### Given entries ###

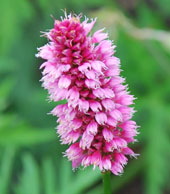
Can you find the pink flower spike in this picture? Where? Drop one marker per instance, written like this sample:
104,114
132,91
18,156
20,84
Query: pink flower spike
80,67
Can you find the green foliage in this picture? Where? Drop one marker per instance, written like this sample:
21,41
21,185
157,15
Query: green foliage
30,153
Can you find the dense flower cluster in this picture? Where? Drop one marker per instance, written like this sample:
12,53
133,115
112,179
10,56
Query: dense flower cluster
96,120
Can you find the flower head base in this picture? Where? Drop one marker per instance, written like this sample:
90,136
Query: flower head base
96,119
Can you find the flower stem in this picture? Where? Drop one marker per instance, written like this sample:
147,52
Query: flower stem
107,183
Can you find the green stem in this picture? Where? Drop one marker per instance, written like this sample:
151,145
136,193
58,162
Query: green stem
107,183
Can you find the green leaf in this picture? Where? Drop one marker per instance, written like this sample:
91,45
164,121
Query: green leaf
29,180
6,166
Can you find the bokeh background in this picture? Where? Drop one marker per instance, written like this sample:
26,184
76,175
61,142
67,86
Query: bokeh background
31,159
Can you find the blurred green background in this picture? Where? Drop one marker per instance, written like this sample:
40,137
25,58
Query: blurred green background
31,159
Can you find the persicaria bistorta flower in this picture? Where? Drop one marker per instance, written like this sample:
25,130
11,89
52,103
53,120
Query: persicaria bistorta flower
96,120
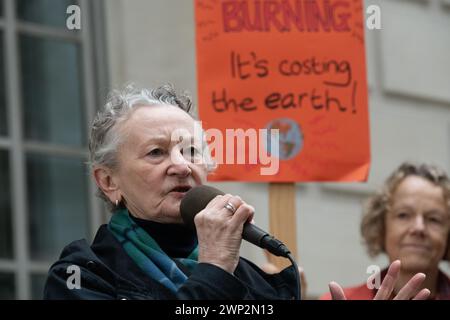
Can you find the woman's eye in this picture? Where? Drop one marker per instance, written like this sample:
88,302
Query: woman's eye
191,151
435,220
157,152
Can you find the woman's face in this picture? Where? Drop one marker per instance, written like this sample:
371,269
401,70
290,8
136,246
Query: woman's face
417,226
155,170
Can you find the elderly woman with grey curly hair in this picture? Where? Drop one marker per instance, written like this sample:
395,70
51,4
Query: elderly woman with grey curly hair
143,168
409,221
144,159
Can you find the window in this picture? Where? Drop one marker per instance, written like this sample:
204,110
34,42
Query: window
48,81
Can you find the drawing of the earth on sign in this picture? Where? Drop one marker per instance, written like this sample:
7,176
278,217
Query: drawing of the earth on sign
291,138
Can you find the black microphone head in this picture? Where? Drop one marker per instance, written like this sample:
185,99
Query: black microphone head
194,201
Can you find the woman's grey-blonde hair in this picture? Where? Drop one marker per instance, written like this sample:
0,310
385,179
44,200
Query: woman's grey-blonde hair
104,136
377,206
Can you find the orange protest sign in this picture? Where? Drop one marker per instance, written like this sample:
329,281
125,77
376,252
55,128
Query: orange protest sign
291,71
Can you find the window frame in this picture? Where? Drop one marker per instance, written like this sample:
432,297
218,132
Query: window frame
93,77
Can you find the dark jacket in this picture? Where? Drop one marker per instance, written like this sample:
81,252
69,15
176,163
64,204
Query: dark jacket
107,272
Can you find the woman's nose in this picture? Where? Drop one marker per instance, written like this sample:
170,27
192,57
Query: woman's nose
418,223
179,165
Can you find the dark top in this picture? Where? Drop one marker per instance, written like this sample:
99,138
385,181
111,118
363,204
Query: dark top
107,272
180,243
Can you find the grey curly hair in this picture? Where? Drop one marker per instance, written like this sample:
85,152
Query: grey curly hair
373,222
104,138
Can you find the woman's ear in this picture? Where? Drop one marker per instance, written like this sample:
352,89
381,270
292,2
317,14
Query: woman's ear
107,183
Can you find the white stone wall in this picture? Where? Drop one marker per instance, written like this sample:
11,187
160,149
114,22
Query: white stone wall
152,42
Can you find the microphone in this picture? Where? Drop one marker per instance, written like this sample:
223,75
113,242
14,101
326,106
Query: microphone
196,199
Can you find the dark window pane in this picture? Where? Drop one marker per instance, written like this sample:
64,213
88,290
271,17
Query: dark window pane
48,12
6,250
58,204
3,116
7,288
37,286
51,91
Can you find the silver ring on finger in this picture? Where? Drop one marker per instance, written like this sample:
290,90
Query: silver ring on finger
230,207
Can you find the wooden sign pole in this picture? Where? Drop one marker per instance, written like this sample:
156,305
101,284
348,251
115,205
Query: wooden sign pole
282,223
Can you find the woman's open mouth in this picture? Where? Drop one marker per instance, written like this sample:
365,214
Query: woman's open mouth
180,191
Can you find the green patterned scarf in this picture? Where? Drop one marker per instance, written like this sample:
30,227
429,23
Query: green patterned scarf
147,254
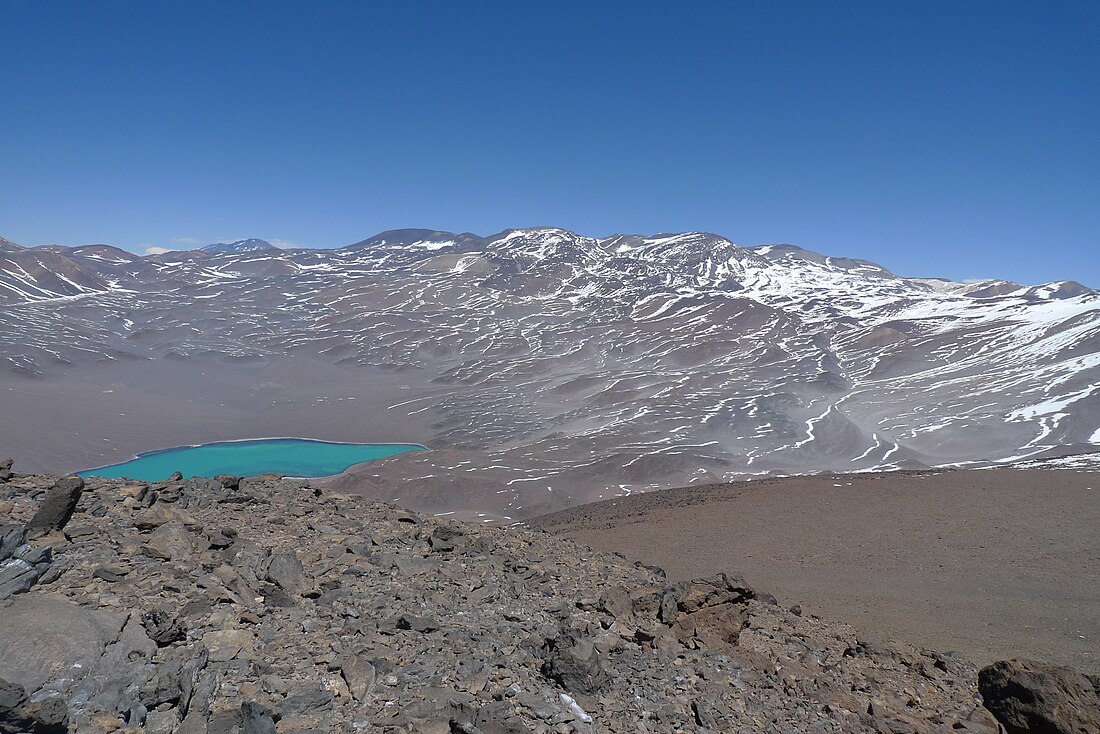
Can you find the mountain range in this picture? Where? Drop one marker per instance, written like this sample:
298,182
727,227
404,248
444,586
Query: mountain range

###

▶ _What the task requires_
Rewrite all the records, changing every "marker" to "point" and keeping everything else identical. Omit the pictures from your output.

▶ _The completed task_
Can you find the pink flower spike in this picture? Where? Drop one point per instance, written like this sample:
104,114
132,91
18,156
20,84
Query: pink flower spike
80,67
Can you find the green foliage in this picture? Where? Drop one point per instance, written like this sample:
21,41
21,185
157,15
Query: green foliage
30,153
Can you find the dense flower cluster in this picture? Where? Drop one point per instance, written like this sample:
12,53
133,115
112,179
10,56
Query: dense flower cluster
96,120
Can you find the flower head base in this picture? Where? Drop one point per instance, written like this sample:
90,136
Query: flower head base
96,119
Can you find the flower stem in this picture? Where? Drop one point per instance, written like this sample:
147,52
Query: flower stem
107,183
Can you find the green stem in this picture? Where? Drop one point per instance, written like this sample:
151,145
136,193
58,162
Query: green stem
107,183
Can you find the green leaf in this picture? Where? Drop one point per instance, written like this sample:
91,45
164,121
Query: green leaf
29,180
6,166
Can you find the bokeh background in this picture? Where? Drop one point per instance, written like this sample:
26,184
76,175
61,142
67,86
Query: bokeh background
31,159
Can you find the blurred green background in this picture? Where? Drop one point per instance, written like this sample:
40,137
25,58
Query: blurred green background
31,159
Can you find the persicaria bistorta flower in this picture? Where? Drop one point per instance, written like this sample:
25,130
11,89
52,103
53,120
Query: persicaria bistorta flower
96,120
Can you find the woman's eye in this picture? Where? Drop one point per instance, written like this sample:
88,302
Query: woman's eye
191,151
435,220
157,152
Can you find the woman's face in this picture? Where? Drop one point per instance, written like this sample:
371,269
401,70
290,8
136,246
Query: woman's face
417,226
155,170
Can you find the elderly woman with grey curly hair in this picture? Where? Drop one point per instance, written like this sample:
395,70
51,4
Query: elderly woman with grey curly hair
143,168
409,221
144,159
Can you find the window in this picture? Where? Drop one point per instance, written like this sample:
204,110
34,42
Query: window
48,81
Can you find the drawing of the earth on sign in this picture? Where? Drop one point per instance, written like this sample:
7,176
278,217
Query: drawing of the earth on sign
291,138
Can you find the black microphone head in this picture? Where? Drop one point per instance, written like this sample:
185,99
Query: black microphone head
194,201
Can you find the woman's grey-blonde hair in this picture? Where? Drop one point per instance, written like this sample:
0,310
385,179
44,200
Query: woman's grey-blonde hair
104,136
377,206
Can you find the orange protest sign in this picture? Where? Drop one point per instance, written like this sample:
329,281
125,77
376,252
55,128
Query: orange protest sign
291,71
Can you find the window frame in this picture? Where? Drop one point per instance, written like this sample:
432,297
218,132
Query: window frame
93,77
Can you find the dark jacket in this picture? Where? Drop one point per instance, written like this sample:
81,252
69,15
176,163
64,204
Query: dark jacket
107,272
Can you find the woman's nose in this picture? Where? Drop one point per instance, written like this sample:
170,27
192,57
Query: woman's nose
418,223
179,165
Can you find the dark top in this picture? Where? Drop one point per instance, written like this sample:
99,138
385,181
111,118
363,204
Query: dark top
107,272
180,243
Can you find the grey curly hair in this picture? Where? Drop one point per instance, written like this sample:
85,152
Query: grey curly hair
373,222
104,138
Can you find the woman's ear in this picture? Where? Drop one point per instance, written like this sample:
352,89
381,270
292,2
317,14
Query: woman's ear
107,183
Can you find the white stone wall in this picture? Where? Drop one point per instance, written like this sample:
11,187
160,149
114,22
Query: white stone wall
152,42
Can you find the microphone in this picture? Where? Drop one point per instance, written like this sample:
223,75
113,242
14,101
326,106
Query: microphone
196,199
Can you find the dark window pane in this picture? Where? Drop one point per instance, written like this sample:
64,213
88,290
271,17
Query: dark window pane
48,12
6,250
58,204
3,116
7,288
37,286
51,91
Can you find the silver ring on finger in this picture? Where? Drop one point per instance, written like this sample:
290,90
Query: silver ring on finger
230,207
Can you find the wooden sign pole in this picture? Where? Drop one point per instance, written like this sample:
156,305
101,284
348,251
115,205
Query: wooden sign pole
282,223
Can you find the woman's open mouth in this picture? Where? Drop one point per instance, written like this sample:
365,214
Query: woman's open mouth
180,191
Can you find the green patterned scarf in this picture? Where? Drop one point per instance, written like this sample:
30,227
429,23
Query: green patterned scarf
147,254
Can you find the mountain range in this picture? Where? Drop one point per instance, written like this sample:
298,182
727,227
404,248
444,586
Query: mountain range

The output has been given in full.